* [GIVEN EXERCISE]
Reproduce each of the following items verbatim, with no alterations.

+ + + + + + +

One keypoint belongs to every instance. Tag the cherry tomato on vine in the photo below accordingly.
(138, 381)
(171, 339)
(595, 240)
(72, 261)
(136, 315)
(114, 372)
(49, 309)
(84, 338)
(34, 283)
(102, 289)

+ + + + + + +

* [RESULT OF THIS EXERCISE]
One keypoint belongs to every instance. Tag the cherry tomato on vine in the photo below accordingly.
(138, 381)
(171, 339)
(595, 240)
(72, 261)
(136, 315)
(114, 372)
(49, 309)
(84, 338)
(34, 283)
(102, 289)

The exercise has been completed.